*** Data ***
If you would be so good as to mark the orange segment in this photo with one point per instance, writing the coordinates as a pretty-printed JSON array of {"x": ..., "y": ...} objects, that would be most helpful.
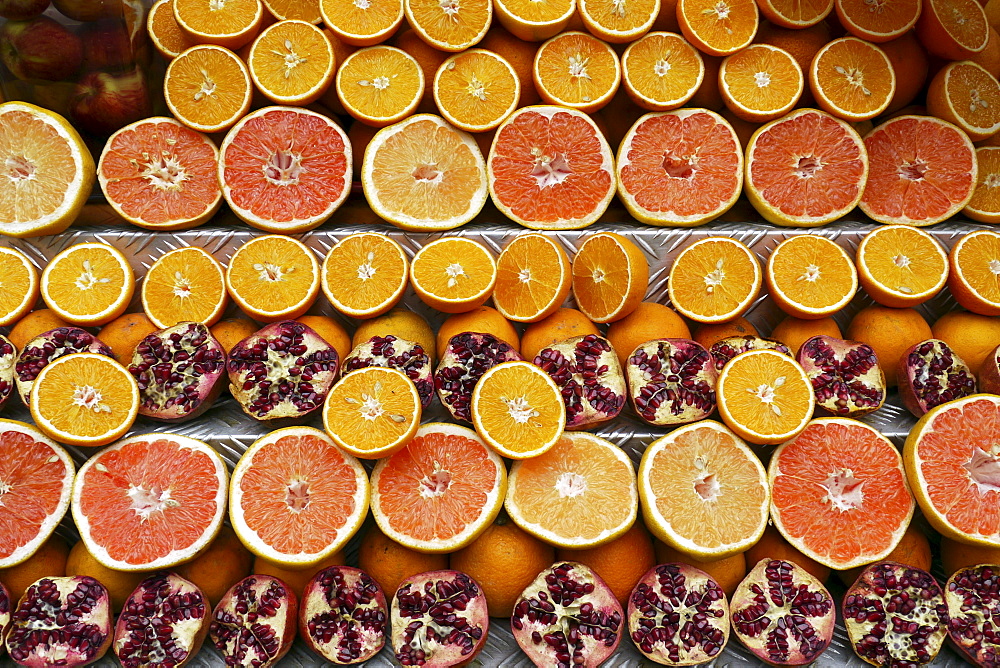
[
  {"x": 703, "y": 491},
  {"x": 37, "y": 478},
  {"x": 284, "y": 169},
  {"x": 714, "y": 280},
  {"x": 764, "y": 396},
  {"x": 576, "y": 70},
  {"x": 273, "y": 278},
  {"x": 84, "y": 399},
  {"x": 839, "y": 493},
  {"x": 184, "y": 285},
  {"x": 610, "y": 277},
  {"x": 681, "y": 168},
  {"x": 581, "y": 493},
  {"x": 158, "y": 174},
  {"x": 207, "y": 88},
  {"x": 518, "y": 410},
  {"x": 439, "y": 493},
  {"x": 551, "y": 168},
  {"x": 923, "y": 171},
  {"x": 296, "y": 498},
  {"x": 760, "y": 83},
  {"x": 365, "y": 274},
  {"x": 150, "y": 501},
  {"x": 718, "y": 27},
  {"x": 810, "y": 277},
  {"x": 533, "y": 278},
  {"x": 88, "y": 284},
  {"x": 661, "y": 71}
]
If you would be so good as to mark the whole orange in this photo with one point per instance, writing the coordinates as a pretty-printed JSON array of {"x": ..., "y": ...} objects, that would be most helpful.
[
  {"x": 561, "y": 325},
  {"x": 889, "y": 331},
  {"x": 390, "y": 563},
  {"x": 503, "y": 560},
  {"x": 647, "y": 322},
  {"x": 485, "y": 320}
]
*** End of Data ***
__Exercise__. The reply has to reproduce every line above verbatim and contain no pictures.

__Finished task__.
If you would be so good as to mark the orange segment in this photo with one point per instance, writing the coordinates as a pretty-printed JSON array of {"x": ..., "y": ...} objects, that would be most helpful.
[
  {"x": 703, "y": 491},
  {"x": 37, "y": 478},
  {"x": 284, "y": 169},
  {"x": 714, "y": 280},
  {"x": 764, "y": 396},
  {"x": 576, "y": 70},
  {"x": 273, "y": 278},
  {"x": 84, "y": 399},
  {"x": 839, "y": 493},
  {"x": 184, "y": 285},
  {"x": 610, "y": 277},
  {"x": 681, "y": 168},
  {"x": 581, "y": 493},
  {"x": 158, "y": 174},
  {"x": 207, "y": 88},
  {"x": 518, "y": 410},
  {"x": 439, "y": 493},
  {"x": 551, "y": 168},
  {"x": 923, "y": 171},
  {"x": 296, "y": 498},
  {"x": 760, "y": 83},
  {"x": 365, "y": 274},
  {"x": 150, "y": 501},
  {"x": 718, "y": 27},
  {"x": 810, "y": 277},
  {"x": 533, "y": 278},
  {"x": 88, "y": 284},
  {"x": 661, "y": 71}
]
If you would be so good as to mark the whole orange in this photo with one point per instance, writing the coordinates as a pretty-printed JSON array of {"x": ..., "y": ...} objects, that would be most helpful.
[
  {"x": 561, "y": 325},
  {"x": 889, "y": 331},
  {"x": 390, "y": 563},
  {"x": 503, "y": 560},
  {"x": 647, "y": 322},
  {"x": 485, "y": 320}
]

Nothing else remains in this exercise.